### TEXT SHOWN
# # # # # # #
What changed — and the bit that surprised me

Before: occasional hallucinated IDs slipping into the database, semi-regular turns that fizzled out in prose instead of a committed result, behaviour that wobbled with context length. Death by a thousand "huh, that's odd"s.

After: hallucinated IDs became structurally impossible — there's no UUID surface left to hallucinate against. Required-tool completion became something I could verify instead of hope for — not "the model said it was done" but "the counter hit the minimum." And the audit trail came free.

The genuinely surprising part was the cost side. I'd assumed reliable agent behaviour meant paying for a big model on every turn. A small, cheap model — Haiku 3 — carried the whole thing once the rails were in place, at a fraction of the per-turn cost and noticeably faster. The harness was a one-time build; the savings are every single request, forever.
# # # # # # #
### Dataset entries
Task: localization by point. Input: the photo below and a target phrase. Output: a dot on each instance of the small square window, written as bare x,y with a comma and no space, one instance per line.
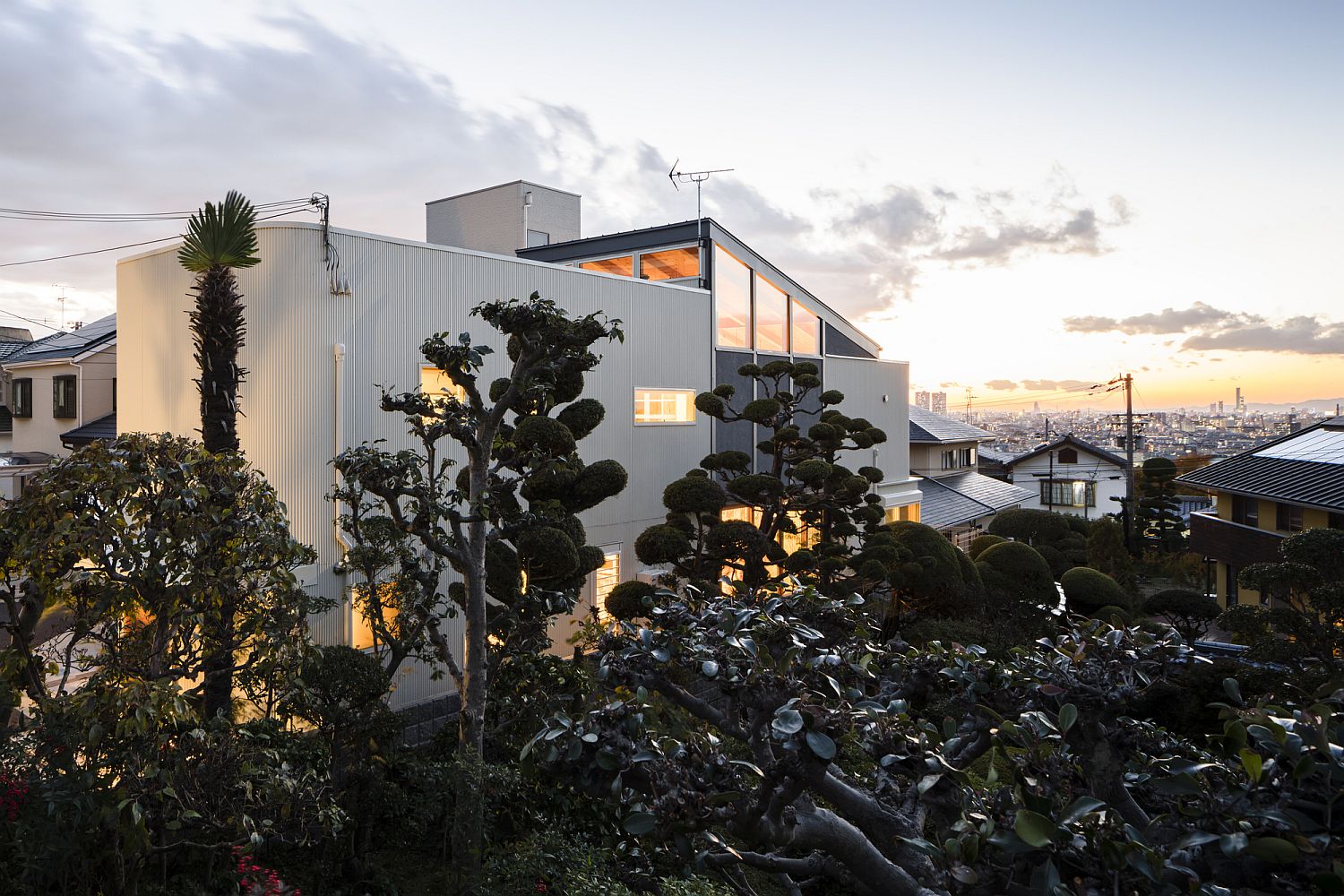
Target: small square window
664,406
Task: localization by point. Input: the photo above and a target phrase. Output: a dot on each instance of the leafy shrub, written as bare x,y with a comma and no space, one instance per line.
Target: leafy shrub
1191,613
983,543
1088,590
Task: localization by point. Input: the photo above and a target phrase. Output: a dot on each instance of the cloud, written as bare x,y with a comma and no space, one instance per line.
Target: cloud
1168,320
1054,386
150,123
1209,328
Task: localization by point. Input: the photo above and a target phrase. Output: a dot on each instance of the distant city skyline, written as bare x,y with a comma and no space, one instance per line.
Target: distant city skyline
1018,201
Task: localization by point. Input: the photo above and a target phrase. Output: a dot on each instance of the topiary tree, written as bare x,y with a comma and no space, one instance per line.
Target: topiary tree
1030,525
1107,552
1191,613
1016,578
1300,618
771,735
1159,511
1088,590
804,497
983,543
411,517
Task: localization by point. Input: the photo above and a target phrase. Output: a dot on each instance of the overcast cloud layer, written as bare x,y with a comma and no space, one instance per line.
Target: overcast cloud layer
1210,328
161,125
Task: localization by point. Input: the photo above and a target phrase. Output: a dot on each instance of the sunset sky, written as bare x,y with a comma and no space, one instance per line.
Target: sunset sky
1015,198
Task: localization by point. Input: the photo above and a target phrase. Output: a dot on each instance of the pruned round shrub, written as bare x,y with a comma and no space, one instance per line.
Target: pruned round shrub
626,600
582,417
762,410
594,484
694,495
543,435
710,405
1088,590
983,543
1015,573
661,544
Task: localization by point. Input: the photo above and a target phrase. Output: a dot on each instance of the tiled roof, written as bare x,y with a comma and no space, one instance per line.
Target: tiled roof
961,497
1075,443
67,344
104,427
926,426
1303,468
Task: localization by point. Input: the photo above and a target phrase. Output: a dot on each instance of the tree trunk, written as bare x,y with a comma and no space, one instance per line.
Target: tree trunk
218,327
470,802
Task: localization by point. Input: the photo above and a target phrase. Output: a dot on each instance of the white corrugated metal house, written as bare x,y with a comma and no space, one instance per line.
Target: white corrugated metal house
695,304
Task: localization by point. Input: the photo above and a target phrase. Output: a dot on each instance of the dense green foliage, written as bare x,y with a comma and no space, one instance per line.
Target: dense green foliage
1086,591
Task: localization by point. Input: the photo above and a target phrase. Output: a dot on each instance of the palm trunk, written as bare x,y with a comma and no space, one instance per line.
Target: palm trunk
218,328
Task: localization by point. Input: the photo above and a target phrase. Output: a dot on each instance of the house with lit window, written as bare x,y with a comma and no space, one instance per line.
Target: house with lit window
956,498
333,314
56,387
1263,495
1069,476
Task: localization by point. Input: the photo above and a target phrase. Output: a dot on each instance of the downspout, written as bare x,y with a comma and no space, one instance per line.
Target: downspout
338,446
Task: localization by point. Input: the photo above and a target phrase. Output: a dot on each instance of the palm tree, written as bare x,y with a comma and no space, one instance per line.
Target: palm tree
220,239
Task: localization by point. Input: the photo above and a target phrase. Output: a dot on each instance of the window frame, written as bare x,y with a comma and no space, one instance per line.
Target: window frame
23,411
699,266
1089,493
58,409
580,263
634,402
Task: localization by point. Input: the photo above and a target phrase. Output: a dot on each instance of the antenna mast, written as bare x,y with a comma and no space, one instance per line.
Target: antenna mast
693,177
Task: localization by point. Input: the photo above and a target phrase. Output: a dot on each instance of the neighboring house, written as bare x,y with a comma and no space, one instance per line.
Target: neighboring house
56,384
1070,476
1263,495
13,339
323,336
954,497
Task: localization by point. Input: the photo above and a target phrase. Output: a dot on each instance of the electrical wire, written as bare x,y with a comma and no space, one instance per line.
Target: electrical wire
147,242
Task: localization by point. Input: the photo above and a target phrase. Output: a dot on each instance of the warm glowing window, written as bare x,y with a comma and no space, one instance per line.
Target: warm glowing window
623,266
806,331
671,263
731,300
771,317
908,513
664,406
362,630
607,578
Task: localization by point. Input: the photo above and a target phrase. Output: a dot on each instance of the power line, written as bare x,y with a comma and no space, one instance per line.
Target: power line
109,249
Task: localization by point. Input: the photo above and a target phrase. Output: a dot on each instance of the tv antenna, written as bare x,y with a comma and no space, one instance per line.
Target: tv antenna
62,300
693,177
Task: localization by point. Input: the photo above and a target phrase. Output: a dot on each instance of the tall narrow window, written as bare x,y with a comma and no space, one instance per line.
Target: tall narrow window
623,266
664,406
22,398
731,300
771,317
64,397
607,578
806,331
671,263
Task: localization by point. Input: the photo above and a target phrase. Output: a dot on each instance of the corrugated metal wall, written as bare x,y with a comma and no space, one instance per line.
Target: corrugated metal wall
402,292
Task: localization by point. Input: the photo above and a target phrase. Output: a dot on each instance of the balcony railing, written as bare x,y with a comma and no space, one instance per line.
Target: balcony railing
1233,541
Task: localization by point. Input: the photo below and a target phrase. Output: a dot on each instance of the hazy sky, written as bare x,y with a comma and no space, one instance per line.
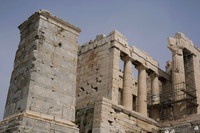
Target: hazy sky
145,23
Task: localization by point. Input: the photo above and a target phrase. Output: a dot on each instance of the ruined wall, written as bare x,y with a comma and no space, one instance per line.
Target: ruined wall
42,88
112,118
98,72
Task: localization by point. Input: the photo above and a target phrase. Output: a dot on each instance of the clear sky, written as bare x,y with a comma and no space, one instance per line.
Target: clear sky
145,23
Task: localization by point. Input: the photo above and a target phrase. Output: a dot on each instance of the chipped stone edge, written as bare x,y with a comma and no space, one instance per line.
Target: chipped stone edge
46,14
41,117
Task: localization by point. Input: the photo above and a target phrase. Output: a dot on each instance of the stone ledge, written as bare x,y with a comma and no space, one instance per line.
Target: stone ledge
130,112
41,117
46,14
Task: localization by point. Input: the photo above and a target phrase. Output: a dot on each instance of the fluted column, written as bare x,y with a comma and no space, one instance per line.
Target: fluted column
142,90
127,82
155,99
155,90
178,72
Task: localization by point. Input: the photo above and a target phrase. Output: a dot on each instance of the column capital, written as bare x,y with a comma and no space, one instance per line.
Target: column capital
126,58
153,74
175,46
140,67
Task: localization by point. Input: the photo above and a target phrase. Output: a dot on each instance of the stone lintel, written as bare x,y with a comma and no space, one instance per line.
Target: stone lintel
44,14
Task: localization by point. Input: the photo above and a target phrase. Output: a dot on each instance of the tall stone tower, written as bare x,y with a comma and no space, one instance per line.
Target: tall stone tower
41,96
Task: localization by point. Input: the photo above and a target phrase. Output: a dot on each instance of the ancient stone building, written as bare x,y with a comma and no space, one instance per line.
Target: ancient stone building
53,75
41,97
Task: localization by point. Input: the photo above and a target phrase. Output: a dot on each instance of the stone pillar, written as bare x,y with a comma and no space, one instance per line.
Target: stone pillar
178,76
178,72
41,97
155,96
127,82
155,90
142,90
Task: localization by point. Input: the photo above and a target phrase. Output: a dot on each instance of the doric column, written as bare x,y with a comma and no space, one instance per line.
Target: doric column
142,90
155,90
155,96
127,82
178,72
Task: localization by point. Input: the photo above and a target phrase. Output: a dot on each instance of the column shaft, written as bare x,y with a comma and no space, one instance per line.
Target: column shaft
142,91
155,99
127,82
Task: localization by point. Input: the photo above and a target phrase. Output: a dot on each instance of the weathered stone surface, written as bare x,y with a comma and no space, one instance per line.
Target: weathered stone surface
44,77
52,73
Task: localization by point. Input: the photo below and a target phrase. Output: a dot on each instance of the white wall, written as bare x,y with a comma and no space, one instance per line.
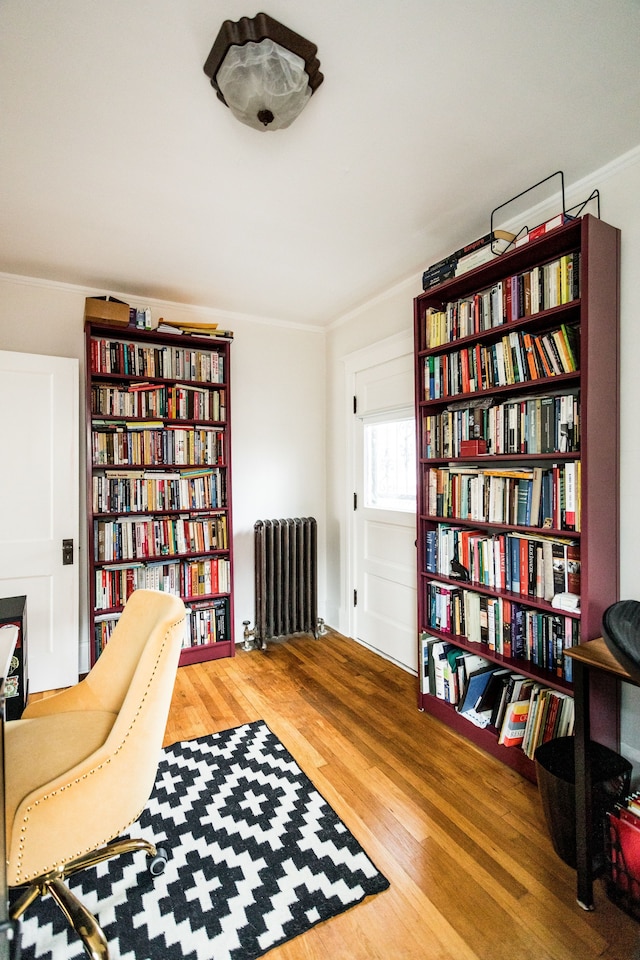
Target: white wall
277,414
619,185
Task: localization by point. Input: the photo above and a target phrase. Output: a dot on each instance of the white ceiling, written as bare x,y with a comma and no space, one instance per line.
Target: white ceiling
120,169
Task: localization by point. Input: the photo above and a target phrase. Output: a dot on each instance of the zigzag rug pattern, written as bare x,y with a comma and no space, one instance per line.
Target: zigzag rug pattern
256,857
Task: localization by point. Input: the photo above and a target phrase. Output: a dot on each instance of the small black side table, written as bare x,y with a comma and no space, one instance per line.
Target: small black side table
592,657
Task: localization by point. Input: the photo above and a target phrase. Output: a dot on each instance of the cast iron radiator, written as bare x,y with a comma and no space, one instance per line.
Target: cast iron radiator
286,575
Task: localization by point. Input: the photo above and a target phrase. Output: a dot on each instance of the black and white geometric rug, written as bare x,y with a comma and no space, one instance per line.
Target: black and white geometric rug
256,857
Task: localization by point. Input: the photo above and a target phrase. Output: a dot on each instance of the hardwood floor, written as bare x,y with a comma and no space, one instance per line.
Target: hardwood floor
461,838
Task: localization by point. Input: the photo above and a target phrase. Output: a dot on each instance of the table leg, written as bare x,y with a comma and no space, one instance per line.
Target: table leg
584,812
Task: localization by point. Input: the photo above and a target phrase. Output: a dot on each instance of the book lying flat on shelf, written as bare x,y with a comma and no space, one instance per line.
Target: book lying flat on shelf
465,258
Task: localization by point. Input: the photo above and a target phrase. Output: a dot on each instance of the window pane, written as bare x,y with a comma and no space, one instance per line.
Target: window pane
390,465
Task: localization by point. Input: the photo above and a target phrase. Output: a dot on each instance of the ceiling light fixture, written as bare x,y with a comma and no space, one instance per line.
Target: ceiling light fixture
264,72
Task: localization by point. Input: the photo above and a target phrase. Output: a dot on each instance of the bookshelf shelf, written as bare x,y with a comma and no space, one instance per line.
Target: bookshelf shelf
159,480
519,356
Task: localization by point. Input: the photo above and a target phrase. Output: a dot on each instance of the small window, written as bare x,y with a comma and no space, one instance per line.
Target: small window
390,465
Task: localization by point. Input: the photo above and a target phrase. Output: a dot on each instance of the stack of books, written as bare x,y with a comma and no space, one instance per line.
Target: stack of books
196,329
466,258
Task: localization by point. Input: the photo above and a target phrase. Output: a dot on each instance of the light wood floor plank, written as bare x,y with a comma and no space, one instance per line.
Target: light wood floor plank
461,838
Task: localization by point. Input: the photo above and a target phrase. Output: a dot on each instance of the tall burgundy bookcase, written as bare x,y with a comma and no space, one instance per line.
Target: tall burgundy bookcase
590,312
158,414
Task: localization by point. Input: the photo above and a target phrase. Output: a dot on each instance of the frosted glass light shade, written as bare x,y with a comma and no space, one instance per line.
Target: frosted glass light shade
263,71
264,85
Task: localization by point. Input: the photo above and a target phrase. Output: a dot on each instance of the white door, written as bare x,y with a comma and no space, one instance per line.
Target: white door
39,508
384,527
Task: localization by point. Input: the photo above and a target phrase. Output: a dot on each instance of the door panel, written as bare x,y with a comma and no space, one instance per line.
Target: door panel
384,539
39,507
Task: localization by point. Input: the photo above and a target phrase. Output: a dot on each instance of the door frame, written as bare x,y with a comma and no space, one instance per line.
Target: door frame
391,348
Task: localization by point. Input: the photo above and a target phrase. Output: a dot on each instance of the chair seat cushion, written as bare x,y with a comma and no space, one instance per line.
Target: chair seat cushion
40,750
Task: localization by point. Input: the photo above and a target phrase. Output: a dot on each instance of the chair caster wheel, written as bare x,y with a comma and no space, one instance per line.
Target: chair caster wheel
159,862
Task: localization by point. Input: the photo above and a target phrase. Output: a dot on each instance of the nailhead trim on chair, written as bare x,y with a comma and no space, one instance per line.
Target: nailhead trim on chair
23,829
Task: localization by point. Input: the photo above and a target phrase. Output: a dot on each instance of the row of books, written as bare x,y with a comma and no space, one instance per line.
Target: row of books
531,425
507,627
138,443
189,579
534,566
205,622
524,712
519,296
142,539
516,358
537,496
137,491
130,359
169,402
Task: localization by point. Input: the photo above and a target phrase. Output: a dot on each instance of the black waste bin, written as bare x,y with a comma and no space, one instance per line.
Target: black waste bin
555,769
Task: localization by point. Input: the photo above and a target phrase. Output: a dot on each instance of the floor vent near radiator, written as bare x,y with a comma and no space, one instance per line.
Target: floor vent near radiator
286,580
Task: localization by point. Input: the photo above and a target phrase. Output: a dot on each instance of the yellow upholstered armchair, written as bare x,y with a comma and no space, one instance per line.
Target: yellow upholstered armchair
81,765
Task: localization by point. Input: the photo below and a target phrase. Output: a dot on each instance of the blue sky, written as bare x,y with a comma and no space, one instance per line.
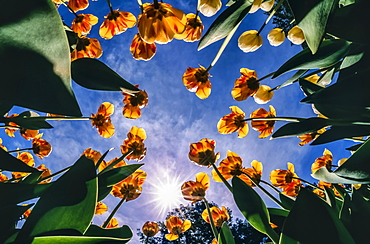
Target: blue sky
175,117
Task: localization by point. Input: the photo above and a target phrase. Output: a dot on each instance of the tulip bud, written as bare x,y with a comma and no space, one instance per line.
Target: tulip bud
250,41
296,36
276,37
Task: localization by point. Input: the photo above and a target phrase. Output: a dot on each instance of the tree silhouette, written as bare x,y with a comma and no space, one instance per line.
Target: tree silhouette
200,231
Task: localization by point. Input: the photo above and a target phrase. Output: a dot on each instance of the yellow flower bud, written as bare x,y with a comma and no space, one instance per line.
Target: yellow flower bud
296,36
209,7
263,95
250,41
267,6
276,37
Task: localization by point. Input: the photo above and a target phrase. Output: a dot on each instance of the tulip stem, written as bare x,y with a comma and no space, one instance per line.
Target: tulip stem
223,46
20,150
222,178
271,186
52,175
113,212
293,119
211,222
265,191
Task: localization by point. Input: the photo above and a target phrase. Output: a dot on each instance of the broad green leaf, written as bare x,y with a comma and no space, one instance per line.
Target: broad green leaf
93,74
300,128
116,175
308,87
327,77
13,193
75,240
68,206
124,233
225,236
225,22
286,201
312,16
10,163
294,78
341,132
309,211
35,58
251,205
356,170
29,120
329,53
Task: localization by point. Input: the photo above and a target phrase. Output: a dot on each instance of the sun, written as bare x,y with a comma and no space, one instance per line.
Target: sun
167,193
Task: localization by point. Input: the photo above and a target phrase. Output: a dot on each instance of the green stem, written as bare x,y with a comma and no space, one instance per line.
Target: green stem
222,178
55,174
223,46
265,191
271,186
20,150
293,119
113,213
211,222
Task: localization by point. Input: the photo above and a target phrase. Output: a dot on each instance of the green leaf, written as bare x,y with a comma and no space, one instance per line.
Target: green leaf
225,23
93,74
286,201
308,87
329,53
29,120
10,163
356,170
116,175
300,128
341,132
225,236
294,78
35,58
312,16
68,206
75,240
307,212
124,233
251,205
# # # # # # #
### ASSIGNED TASK 1
Answer these questions from the text on agent reliability, one line each:
(a) Before the change, what did some turns fizzle out in instead of a committed result?
(b) According to the text, why did hallucinated IDs become structurally impossible?
(c) Which small, cheap model carried the whole thing once the rails were in place?
### ASSIGNED TASK 2
Carry the text on agent reliability further, starting after its final sentence.
The rows are not needed for any of the work here.

### YOUR RESPONSE 1
(a) Prose.
(b) There was no UUID surface left to hallucinate against.
(c) Haiku 3.

### YOUR RESPONSE 2
The same harness makes a bigger model better too. Guardrails help across the board. The win isn't "make the frontier model slightly more reliable." It's that you stop needing the frontier model for a big chunk of the work.

The takeaway

I spent a long time treating the model as the variable I could turn up when things got unreliable. The thing I'd tell my earlier self is: turn up the harness instead.

There are two failure modes people lump together when they say "my agent won't follow instructions." One is behavioural — the model drifts, gets muddled, picks the wrong priority. That one genuinely is a prompting problem, and a bigger model genuinely helps. The other is structural — your "enforcement" is just text in a prompt that the model can and eventually will ignore. No amount of bold MUST saves you there, and no model is big enough to fully trust.

For the structural stuff you need structural fixes, and the nice surprise is that once you've built them, the model underneath can be small and cheap. Make hallucinated IDs invalid by construction. Make skipping a step mechanically impossible. Make every mistake recoverable with a clear nudge. Do that, and a model like Haiku 3 will quietly do work you assumed needed something four times the price.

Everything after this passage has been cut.